All of the records below are to be printed exactly; the pictures are to be left out.

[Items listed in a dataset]
━━━━━━━━━━━━━━━━━━━━
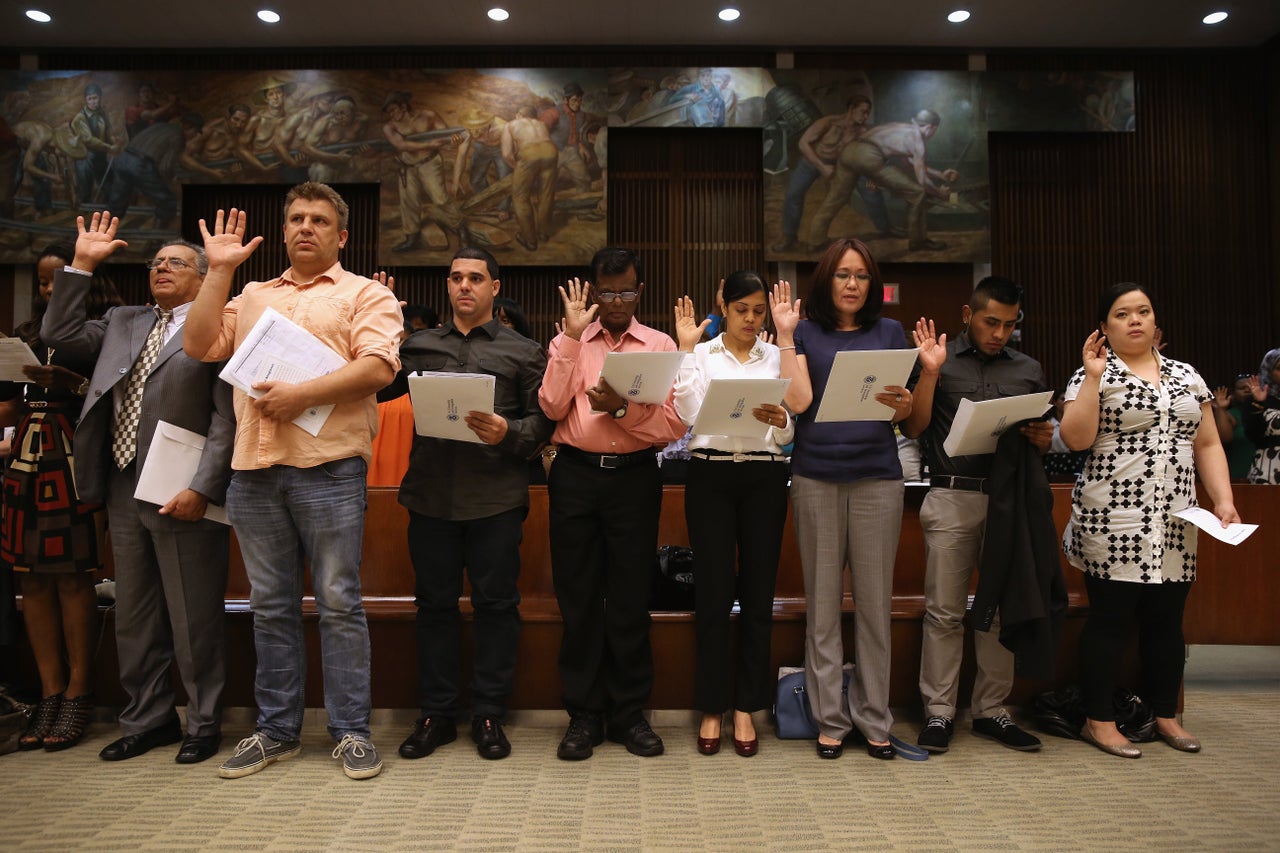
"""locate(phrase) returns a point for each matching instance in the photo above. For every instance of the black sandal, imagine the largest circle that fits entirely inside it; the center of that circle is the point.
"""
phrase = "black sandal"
(72, 720)
(41, 723)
━━━━━━━━━━━━━━━━━━━━
— Exercise response —
"""locate(phrase) returns a point for each matching instance in the photo above. For every instance of the black sandal, imagine the largest circle that fits entirely inside it; the center of that circle is the point.
"""
phrase = "black sandal"
(72, 720)
(41, 723)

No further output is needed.